● **DATASET ROWS**:
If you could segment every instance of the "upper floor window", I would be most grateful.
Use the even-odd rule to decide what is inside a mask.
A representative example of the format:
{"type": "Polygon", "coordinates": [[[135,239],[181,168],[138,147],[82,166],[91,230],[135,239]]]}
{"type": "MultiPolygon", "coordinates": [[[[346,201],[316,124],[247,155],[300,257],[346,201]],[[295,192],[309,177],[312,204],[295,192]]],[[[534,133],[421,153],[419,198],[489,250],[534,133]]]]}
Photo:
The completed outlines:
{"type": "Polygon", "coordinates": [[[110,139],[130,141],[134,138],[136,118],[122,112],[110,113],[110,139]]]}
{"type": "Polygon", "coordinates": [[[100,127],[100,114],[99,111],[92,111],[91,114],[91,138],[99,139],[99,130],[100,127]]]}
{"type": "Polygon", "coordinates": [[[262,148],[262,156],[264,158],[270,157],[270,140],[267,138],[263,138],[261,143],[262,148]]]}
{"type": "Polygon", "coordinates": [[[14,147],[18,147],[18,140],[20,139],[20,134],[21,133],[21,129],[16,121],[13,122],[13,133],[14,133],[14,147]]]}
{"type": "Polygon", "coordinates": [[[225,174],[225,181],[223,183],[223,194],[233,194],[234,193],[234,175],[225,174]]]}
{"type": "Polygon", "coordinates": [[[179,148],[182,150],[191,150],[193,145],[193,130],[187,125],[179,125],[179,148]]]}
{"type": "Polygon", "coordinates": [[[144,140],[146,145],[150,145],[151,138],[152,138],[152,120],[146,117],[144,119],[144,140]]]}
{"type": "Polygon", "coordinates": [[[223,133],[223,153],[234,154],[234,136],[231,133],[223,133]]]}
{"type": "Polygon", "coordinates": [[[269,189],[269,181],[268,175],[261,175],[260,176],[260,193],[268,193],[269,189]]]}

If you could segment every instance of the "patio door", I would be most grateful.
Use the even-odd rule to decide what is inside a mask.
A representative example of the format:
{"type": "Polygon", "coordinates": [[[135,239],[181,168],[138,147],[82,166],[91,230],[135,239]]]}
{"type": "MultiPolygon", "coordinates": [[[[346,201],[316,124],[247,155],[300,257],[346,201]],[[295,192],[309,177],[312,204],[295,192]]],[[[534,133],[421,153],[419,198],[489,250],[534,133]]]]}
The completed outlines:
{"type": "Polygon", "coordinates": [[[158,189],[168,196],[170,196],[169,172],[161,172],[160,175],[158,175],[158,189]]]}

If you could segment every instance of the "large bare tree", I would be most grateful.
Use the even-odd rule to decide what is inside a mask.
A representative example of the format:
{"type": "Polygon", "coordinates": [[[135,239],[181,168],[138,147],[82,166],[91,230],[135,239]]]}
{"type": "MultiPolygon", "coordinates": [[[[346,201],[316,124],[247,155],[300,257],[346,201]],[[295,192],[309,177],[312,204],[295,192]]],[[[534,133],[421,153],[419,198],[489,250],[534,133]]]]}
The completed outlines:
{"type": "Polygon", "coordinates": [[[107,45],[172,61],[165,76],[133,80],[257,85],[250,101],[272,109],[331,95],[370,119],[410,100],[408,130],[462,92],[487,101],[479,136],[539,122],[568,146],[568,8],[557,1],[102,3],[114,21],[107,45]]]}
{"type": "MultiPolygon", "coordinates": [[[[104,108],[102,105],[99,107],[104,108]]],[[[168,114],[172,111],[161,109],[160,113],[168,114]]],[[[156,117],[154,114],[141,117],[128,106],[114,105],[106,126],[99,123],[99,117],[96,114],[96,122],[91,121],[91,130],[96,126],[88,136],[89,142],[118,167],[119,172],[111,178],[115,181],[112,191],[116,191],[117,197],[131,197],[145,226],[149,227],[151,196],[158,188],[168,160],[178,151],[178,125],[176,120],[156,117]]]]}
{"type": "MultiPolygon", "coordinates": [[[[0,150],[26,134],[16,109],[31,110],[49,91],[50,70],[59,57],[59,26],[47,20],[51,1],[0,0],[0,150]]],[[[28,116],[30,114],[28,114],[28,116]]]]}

==

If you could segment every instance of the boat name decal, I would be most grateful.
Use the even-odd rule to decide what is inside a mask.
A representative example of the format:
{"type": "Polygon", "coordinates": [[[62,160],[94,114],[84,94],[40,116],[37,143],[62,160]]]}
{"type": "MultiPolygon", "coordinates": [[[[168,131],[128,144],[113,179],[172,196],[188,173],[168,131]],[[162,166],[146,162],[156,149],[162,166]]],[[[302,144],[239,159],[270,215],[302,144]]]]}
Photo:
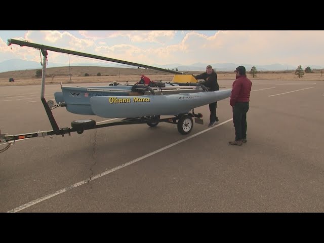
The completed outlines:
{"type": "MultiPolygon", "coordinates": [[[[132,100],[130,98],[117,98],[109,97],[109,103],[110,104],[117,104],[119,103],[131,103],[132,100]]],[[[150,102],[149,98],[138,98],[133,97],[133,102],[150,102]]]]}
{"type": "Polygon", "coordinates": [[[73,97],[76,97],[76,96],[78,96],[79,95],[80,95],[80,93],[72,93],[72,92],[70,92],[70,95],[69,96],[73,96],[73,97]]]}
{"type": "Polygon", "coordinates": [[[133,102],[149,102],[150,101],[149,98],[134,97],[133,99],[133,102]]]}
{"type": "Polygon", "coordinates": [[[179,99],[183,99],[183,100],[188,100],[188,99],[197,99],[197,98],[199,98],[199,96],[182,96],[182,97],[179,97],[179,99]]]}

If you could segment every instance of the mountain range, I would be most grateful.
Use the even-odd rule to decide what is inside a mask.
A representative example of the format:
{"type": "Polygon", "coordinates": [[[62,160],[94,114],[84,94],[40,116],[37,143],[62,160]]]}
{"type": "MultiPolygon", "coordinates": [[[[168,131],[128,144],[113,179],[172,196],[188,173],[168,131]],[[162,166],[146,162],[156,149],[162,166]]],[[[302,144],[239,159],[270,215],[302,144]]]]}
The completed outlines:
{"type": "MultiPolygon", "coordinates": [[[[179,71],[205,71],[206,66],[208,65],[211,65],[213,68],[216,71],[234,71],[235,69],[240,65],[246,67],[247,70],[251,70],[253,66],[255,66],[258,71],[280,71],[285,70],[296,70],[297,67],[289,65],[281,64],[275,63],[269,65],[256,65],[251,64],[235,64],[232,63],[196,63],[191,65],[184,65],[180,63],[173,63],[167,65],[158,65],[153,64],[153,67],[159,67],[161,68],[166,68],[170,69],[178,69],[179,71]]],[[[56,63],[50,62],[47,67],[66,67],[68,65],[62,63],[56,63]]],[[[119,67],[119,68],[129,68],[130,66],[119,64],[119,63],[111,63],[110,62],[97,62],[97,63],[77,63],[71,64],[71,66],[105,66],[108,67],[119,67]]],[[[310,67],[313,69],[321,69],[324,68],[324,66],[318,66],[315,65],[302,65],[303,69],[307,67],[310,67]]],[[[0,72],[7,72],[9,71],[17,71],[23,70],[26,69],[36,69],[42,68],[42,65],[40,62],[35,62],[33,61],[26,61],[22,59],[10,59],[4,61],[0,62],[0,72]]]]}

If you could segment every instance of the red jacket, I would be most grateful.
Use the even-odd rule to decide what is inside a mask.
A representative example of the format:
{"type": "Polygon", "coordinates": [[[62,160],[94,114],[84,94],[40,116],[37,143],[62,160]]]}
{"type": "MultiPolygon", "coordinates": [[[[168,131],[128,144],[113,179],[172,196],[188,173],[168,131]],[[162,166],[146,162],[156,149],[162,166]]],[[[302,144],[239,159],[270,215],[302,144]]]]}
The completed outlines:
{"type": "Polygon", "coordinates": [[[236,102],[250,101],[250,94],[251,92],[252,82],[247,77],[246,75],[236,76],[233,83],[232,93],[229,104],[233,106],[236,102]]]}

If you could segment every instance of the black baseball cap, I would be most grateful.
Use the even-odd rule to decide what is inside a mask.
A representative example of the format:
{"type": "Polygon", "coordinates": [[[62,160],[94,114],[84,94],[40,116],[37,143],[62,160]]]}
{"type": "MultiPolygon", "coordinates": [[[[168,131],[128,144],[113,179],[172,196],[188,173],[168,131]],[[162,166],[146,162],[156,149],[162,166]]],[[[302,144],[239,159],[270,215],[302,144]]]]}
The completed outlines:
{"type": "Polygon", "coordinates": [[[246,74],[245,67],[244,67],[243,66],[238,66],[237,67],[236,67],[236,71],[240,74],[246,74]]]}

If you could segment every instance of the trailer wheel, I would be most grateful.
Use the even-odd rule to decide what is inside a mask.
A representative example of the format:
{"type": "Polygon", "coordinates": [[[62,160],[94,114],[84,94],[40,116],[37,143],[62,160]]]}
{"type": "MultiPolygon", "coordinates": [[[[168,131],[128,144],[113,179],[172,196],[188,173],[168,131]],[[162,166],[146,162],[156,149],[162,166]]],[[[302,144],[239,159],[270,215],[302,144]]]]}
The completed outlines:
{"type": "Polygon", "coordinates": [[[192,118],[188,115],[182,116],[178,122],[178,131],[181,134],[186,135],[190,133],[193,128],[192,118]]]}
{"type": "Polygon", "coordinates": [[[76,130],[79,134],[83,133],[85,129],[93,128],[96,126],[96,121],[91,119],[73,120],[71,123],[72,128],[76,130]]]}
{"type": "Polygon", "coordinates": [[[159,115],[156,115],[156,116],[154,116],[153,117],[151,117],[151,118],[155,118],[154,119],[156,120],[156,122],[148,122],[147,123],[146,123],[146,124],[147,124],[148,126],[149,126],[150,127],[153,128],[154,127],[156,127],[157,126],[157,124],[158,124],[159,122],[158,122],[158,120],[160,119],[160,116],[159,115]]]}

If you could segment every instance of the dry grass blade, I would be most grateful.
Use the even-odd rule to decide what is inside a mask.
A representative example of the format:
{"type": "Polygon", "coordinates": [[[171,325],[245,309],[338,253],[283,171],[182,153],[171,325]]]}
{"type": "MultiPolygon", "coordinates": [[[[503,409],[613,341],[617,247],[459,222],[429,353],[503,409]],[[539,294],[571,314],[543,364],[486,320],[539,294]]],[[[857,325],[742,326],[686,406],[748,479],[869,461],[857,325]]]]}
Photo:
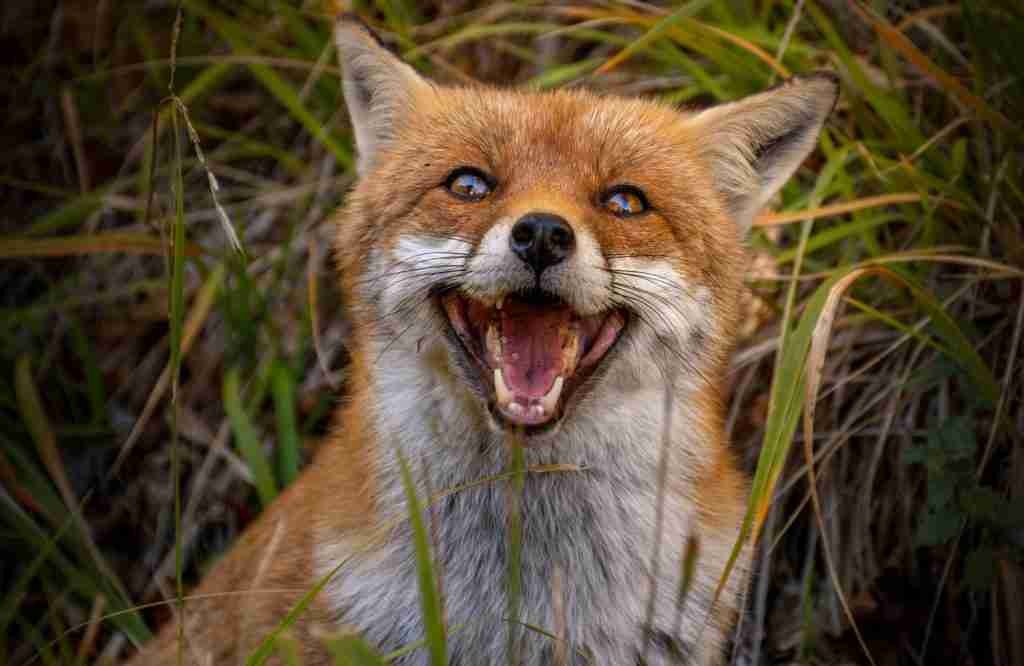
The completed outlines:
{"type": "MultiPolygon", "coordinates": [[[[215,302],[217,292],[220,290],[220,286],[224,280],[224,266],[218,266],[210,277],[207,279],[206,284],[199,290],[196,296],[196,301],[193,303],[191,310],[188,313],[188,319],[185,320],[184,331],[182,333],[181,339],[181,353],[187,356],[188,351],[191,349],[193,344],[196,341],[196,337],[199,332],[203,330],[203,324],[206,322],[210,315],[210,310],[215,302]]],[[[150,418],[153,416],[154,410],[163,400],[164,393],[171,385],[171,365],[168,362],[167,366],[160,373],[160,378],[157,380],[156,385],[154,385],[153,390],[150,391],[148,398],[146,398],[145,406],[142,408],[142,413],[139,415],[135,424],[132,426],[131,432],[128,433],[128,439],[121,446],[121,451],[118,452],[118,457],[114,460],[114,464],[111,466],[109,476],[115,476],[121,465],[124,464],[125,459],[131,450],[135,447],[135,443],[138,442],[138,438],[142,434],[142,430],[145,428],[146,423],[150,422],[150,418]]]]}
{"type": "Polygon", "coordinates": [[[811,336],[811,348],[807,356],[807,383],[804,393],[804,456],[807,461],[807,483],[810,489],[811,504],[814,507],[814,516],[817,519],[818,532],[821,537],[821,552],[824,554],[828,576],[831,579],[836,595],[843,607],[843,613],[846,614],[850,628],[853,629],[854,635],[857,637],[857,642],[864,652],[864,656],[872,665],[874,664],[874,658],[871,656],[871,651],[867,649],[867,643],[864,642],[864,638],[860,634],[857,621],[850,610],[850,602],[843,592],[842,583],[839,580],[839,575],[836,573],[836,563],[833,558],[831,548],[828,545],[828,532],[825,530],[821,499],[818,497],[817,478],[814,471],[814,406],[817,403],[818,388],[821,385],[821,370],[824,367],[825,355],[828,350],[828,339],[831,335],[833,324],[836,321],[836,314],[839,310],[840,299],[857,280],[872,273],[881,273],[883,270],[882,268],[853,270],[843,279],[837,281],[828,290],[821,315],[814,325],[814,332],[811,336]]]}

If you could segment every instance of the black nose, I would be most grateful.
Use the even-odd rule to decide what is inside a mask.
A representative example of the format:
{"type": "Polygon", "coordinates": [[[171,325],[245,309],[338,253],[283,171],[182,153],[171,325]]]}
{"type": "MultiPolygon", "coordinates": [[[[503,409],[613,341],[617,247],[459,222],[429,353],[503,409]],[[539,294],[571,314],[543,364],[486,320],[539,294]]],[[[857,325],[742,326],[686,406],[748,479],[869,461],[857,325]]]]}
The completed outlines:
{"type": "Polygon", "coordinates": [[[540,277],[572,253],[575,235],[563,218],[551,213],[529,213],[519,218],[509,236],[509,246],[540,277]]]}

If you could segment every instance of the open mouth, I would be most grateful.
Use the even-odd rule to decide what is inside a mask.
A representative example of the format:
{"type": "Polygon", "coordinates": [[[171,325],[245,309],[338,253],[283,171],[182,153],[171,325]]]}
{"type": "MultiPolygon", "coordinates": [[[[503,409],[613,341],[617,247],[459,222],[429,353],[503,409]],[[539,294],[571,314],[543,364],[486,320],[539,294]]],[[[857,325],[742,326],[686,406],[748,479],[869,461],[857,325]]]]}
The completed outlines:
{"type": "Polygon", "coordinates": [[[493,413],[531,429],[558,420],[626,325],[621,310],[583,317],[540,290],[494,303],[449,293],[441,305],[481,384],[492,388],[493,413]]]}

● **EXERCISE DESCRIPTION**: Please gather every line of the entries above that contains the word "grateful" and copy each of those lines in full.

● **SOLVED EXERCISE**:
If you could segment every instance of the "upper floor window", I would be most grateful.
If you could segment every instance of the "patio door", I would be most grateful.
If you could segment every instance of the "large bare tree", I would be most grateful.
If you could segment every instance of the boat name decal, I would be most grateful.
If you could segment every instance of the mountain range, I would be most grateful.
If you could segment every instance of the red jacket, I would be most grateful.
If you could segment every instance of the black baseball cap, I would be most grateful.
If you could segment every instance of the trailer wheel, I would be most grateful.
If you could segment every instance of the dry grass blade, I would be most grateful.
If you could segment every instance of the black nose, I would be most grateful.
If you could segment every instance of the open mouth, I would be most grateful.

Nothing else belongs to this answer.